WHAT YOU WILL DO -> Decide whether each statement agrees with the report on air strikes in Tripoli, answering yes or no and quoting the deciding words: 1. Journalists were shown 15 bodies at Tripoli Central Hospital. 2. Most of the dead wore civilian clothing. 3. Reporters were able to speak to some of the wounded.

TEXT SHOWN ->
--------------------
TRIPOLI (Reuters) – Civilians, including women, were among those killed in the latest Western air strikes in the Libyan capital Tripoli, officials and hospital workers said.
Libya said late yesterday the civilian death toll from five days of coalition air strikes had reached almost 100 and accused Western governments of fighting on the side of the rebels.
Western military officials deny any civilians have been killed in its campaign to enforce a no-fly zone over Libya to protect civilians from government forces.
Reuters and other journalists were taken to Tripoli Central Hospital where they were shown 15 bodies last night.
“Those bodies were from (attacks) air strikes today and yesterday where they attacked civilian and military sites,” said morgue worker Ahmed Hussein.
There was no way to independently verify that they were killed by Western air strikes, which usually start just after dark and are followed by heavy anti-aircraft fire and bright red tracer rounds.
The bodies lay on metal trolleys. Some were covered in thick, multi-coloured blankets. Hospital workers wearing surgical masks to ease the stench stood nearby.
Three of the corpses were women in civilian clothing. Most of the dead were wearing military uniforms. Some bodies were charred beyond recognition.
No names of the victims were given and doctors were not available for comment.
Hospital workers said they were killed in air strikes in Tripoli yesterday and Wednesday. But one corpse was wrapped in a white bag dated March 18.
That predates the start of the Western military campaign to destroy Libya’s air defence systems.
Libyan officials have declined to show journalists the sites of Western air strikes on what they say were civilian targets despite repeated requests. Reporters have not been able to speak to any of the wounded either.
--------------------
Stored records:

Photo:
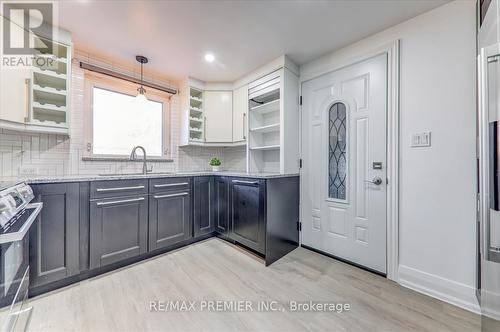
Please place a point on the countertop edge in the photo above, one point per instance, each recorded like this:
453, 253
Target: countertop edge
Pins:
91, 178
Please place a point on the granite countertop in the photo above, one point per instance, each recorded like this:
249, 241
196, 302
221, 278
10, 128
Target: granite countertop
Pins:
82, 178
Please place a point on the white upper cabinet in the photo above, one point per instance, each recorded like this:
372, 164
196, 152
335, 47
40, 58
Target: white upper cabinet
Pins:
--------------------
COMPLETED TASK ->
1. Yes: "Reuters and other journalists were taken to Tripoli Central Hospital where they were shown 15 bodies last night."
2. No: "Most of the dead were wearing military uniforms."
3. No: "Reporters have not been able to speak to any of the wounded either."